▸ What is required
Your task is to transcribe, without alteration, the lines from the top of the material below through the line bearing "# indicate a point on each instance of the white railing", inclusive.

▸ Material for the task
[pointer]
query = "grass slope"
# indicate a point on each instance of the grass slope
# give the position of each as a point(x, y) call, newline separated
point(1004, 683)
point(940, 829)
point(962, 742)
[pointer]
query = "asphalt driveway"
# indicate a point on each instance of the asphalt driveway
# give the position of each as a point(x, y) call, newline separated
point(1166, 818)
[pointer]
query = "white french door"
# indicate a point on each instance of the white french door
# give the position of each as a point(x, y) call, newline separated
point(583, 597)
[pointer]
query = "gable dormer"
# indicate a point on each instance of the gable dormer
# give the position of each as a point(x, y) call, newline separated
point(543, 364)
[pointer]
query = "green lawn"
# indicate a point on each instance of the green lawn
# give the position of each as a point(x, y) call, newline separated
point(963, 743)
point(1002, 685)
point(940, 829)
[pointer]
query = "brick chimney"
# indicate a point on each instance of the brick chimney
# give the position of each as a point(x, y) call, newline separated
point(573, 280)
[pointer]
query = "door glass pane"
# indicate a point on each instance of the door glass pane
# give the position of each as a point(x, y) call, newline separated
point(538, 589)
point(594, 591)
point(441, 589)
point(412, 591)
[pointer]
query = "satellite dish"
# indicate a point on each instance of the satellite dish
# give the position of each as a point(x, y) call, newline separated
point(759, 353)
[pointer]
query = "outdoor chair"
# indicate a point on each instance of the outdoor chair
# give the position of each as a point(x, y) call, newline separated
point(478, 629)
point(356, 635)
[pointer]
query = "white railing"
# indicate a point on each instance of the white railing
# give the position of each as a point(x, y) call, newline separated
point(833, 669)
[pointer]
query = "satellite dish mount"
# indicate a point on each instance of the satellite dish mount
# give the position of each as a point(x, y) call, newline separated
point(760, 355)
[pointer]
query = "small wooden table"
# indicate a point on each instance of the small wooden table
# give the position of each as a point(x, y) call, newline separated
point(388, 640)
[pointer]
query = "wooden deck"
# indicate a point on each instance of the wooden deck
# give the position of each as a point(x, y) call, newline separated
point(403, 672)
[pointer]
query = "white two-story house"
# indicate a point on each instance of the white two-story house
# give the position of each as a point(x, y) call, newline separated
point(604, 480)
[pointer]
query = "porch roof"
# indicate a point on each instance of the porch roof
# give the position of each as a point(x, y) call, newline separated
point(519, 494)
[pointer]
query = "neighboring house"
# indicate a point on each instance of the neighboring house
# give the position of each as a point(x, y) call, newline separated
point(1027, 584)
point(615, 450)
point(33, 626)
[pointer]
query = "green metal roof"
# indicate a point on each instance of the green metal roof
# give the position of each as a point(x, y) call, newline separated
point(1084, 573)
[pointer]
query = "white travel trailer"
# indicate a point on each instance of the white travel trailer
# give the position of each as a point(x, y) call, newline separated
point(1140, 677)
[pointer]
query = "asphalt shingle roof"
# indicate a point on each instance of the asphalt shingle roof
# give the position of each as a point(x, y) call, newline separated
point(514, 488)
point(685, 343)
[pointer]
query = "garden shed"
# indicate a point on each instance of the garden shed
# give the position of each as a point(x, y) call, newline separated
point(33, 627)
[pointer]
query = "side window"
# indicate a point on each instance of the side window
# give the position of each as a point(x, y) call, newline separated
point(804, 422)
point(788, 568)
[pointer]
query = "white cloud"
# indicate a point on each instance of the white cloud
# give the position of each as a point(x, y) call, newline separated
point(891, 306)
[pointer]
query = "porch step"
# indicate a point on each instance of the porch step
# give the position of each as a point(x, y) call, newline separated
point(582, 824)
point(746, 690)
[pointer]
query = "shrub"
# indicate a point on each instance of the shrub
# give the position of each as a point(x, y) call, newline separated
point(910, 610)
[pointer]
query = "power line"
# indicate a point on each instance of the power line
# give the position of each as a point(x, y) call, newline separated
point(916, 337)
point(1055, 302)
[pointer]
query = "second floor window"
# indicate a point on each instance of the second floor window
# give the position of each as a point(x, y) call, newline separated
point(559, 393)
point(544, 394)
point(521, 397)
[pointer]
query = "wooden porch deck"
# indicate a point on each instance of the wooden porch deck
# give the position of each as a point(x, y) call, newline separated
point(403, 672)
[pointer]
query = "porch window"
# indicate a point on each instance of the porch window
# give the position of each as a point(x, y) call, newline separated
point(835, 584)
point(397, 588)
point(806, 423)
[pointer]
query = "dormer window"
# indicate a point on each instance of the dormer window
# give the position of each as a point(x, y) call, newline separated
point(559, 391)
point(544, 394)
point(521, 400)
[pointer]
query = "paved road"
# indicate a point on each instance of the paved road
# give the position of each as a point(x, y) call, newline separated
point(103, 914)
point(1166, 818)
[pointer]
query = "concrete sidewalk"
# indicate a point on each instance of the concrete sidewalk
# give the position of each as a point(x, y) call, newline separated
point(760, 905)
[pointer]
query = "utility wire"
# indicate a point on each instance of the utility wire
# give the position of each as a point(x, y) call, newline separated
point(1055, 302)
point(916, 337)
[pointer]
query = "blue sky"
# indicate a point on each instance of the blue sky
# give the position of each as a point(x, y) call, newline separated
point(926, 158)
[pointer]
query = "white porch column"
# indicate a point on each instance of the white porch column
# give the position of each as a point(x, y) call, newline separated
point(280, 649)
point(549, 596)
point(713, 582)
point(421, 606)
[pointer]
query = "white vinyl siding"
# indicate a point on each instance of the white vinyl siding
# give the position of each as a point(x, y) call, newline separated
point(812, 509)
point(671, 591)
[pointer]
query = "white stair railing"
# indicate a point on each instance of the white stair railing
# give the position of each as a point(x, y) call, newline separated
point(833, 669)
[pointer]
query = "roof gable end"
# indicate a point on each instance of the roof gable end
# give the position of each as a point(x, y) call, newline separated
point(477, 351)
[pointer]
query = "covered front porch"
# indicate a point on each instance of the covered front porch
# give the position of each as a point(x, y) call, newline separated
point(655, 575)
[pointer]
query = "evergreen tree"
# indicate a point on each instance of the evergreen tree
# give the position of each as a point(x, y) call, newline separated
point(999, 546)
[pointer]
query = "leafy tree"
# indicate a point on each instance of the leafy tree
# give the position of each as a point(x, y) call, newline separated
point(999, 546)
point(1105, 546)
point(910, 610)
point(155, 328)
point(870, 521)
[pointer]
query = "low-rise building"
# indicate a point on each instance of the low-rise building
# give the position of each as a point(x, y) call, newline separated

▸ Task answer
[pointer]
query = "grass slope"
# indicate a point on each instance of the grass slope
# give the position of each as a point(x, y) call, newline separated
point(1004, 683)
point(940, 829)
point(962, 742)
[pointer]
query = "asphalt driveway"
# indicate a point on each instance of the asphalt driveway
# give the position of each as a point(x, y) call, newline separated
point(1166, 818)
[pointer]
query = "white french door"
# indicate a point on each instance of the white french door
# give the position of each as a point(x, y) call, newline separated
point(583, 597)
[pointer]
query = "gable dormer"
# indicate a point on each instance of the gable dormer
# give the position of each as a point(x, y) call, newline separated
point(543, 364)
[pointer]
query = "green lawn"
# indicate a point on each instance of the green lawn
# give the position of each as a point(x, y) call, newline separated
point(963, 743)
point(1002, 685)
point(940, 829)
[pointer]
query = "brick chimney"
# indicate a point on each instance of the brick chimney
# give the position of each as a point(x, y) call, newline separated
point(573, 280)
[pointer]
query = "door glass pane"
# indicate a point on each instance of the door glass pane
# give the position of each as a point(x, y) call, newline separated
point(538, 589)
point(594, 591)
point(441, 589)
point(412, 591)
[pointer]
query = "satellite dish"
# indicate a point on each instance of the satellite dish
# give the position of each as a point(x, y) call, newline separated
point(759, 353)
[pointer]
query = "outdoor chair"
# indicate a point on each instance of the outdoor chair
# give the position of each as a point(x, y) call, newline separated
point(478, 629)
point(356, 635)
[pointer]
query = "white railing"
# indicate a point on each instance of the white railing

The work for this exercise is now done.